* [Extrait à lire]
Le domaine des accords commerciaux est un exemple de ce potentiel. Le Legal Analytics Lab de l’Université de l’État de Géorgie a recours à l’IA pour recenser les clauses juridiques particulières qui influent le plus sur les différends commerciaux et déterminer comment les dispositions des traités influent sur les litiges internationaux. Aussi, l’IA pourrait servir à analyser les traités environnementaux afin de déterminer quels facteurs ou quelles clauses conduisent à des résultats concrets en matière d’environnement, ou pour cerner les conflits potentiels entre les traités.

De plus, l’IA peut également faciliter la création d’une base de données mondiale sur les traités, où les négociateurs peuvent rapidement effectuer des recherches sur les accords existants ayant des dispositions semblables, consulter les précédents et éviter les contradictions. Un tel système assurerait l’harmonisation des traités, favorisant un écosystème diplomatique mondial plus efficace.

Finalement, en donnant accès aux pays à faible et moyen revenu aux analyses de données les plus poussées, l’IA peut également aider à corriger l’inégale répartition du pouvoir qui contrecarre les progrès véritables en matière de changements climatiques et de biodiversité. Les partenariats entre les développeurs à la pointe du domaine et les pays en développement pourraient créer des outils de saisie de toutes les données pertinentes sur la biodiversité, le climat et l’économie d’un pays dans un format accessible.

* [Données fournies]

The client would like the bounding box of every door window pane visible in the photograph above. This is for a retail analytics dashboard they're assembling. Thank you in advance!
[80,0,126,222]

* [À faire]
Recopiez en entier, mot pour mot, l'extrait sur l'IA et les traités.

* [La réponse]
Le domaine des accords commerciaux est un exemple de ce potentiel. Le Legal Analytics Lab de l’Université de l’État de Géorgie a recours à l’IA pour recenser les clauses juridiques particulières qui influent le plus sur les différends commerciaux et déterminer comment les dispositions des traités influent sur les litiges internationaux. Aussi, l’IA pourrait servir à analyser les traités environnementaux afin de déterminer quels facteurs ou quelles clauses conduisent à des résultats concrets en matière d’environnement, ou pour cerner les conflits potentiels entre les traités.

De plus, l’IA peut également faciliter la création d’une base de données mondiale sur les traités, où les négociateurs peuvent rapidement effectuer des recherches sur les accords existants ayant des dispositions semblables, consulter les précédents et éviter les contradictions. Un tel système assurerait l’harmonisation des traités, favorisant un écosystème diplomatique mondial plus efficace.

Finalement, en donnant accès aux pays à faible et moyen revenu aux analyses de données les plus poussées, l’IA peut également aider à corriger l’inégale répartition du pouvoir qui contrecarre les progrès véritables en matière de changements climatiques et de biodiversité. Les partenariats entre les développeurs à la pointe du domaine et les pays en développement pourraient créer des outils de saisie de toutes les données pertinentes sur la biodiversité, le climat et l’économie d’un pays dans un format accessible.